Assignment: According to the passage on hockey player Roy Rickey, why was the 1919 Stanley Cup Final between the Seattle Metropolitans and the Montreal Canadiens cancelled?
Passage to read: Begin
Canadian ice hockey player

Roy Allison Rickey (November 15, 1893 – September 6, 1959) was a Canadian professional ice hockey player who played in the Pacific Coast Hockey Association and Western Canada Hockey League. He played for the Seattle Metropolitans and Edmonton Eskimos. He won a Stanley Cup with the Metropolitans in 1917.

==Playing career==
Born in Ottawa, Ontario, Rickey began his professional career in the 1911–12 season with the Saskatoon Wholesalers of the Saskatchewan Professional League.

Rickey joined the Seattle Metropolitans in 1915, played eight seasons for the Metropolitans, and was a member of the 1917 Stanley Cup champions. He also played in the 1919 Stanley Cup Final with the Metropolitans, but the series against the Montreal Canadiens was cancelled at 2-2 because of the Spanish flu. Rickey himself was at the Providence Hospital in Seattle with a high fever.

In 1924, Rickey joined the Edmonton Eskimos. In 1925, his contract was sold by the Eskimos to the New York Americans, but he did not join the team. After the Western Canada Hockey League folded in 1926, Rickey played in the Can-Pro League, playing two further seasons for Hamilton and Niagara Falls before retiring from professional play.
Passage to read: End
Records provided: Begin
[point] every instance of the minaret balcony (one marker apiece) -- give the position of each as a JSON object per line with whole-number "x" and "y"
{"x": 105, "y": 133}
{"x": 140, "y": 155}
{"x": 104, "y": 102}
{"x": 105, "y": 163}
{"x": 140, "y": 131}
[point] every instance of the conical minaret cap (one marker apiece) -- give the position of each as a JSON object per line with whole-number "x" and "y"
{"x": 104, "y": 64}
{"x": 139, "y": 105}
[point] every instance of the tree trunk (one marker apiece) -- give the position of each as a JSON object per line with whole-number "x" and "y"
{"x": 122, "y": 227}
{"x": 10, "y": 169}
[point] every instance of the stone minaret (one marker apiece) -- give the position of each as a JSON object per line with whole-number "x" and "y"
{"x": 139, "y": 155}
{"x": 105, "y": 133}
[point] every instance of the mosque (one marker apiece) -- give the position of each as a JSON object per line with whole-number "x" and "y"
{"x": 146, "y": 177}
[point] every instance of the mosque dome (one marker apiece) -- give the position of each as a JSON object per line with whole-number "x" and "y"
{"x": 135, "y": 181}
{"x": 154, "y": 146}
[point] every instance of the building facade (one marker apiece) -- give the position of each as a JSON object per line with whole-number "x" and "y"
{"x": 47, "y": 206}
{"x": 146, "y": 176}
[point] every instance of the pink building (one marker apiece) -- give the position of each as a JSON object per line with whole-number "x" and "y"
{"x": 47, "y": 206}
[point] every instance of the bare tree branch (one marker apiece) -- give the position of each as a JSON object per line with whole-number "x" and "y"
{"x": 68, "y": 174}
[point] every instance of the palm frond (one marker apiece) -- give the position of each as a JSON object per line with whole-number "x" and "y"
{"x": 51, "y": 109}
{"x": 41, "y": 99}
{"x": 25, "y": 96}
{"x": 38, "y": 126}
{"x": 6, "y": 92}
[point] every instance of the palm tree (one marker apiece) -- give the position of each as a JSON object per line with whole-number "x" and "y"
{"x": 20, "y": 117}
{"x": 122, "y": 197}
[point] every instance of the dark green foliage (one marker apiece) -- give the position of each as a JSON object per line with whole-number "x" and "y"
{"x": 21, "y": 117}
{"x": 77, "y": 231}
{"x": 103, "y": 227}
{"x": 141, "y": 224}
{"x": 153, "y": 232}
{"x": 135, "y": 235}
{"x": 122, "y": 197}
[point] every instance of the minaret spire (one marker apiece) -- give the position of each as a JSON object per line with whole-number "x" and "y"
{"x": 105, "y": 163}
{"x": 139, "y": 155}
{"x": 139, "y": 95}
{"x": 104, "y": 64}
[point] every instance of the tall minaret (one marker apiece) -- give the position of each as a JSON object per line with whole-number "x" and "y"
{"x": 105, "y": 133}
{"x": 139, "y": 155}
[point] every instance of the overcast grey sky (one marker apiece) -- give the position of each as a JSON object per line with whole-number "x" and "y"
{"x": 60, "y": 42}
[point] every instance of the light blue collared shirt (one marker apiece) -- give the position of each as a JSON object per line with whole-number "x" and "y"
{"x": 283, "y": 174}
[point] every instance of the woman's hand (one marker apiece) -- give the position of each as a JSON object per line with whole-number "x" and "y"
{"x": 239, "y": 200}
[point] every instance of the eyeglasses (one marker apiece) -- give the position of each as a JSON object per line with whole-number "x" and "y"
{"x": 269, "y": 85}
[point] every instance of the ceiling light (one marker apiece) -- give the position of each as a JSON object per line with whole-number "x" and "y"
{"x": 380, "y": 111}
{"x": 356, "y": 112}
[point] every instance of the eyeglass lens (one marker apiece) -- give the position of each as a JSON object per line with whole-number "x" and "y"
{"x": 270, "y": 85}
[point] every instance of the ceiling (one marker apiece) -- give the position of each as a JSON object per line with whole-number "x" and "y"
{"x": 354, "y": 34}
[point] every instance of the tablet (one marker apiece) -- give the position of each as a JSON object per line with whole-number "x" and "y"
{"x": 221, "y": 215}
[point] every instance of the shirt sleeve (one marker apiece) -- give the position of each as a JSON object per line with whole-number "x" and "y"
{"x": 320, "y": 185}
Records provided: End
Your response: It was cancelled because of the Spanish flu.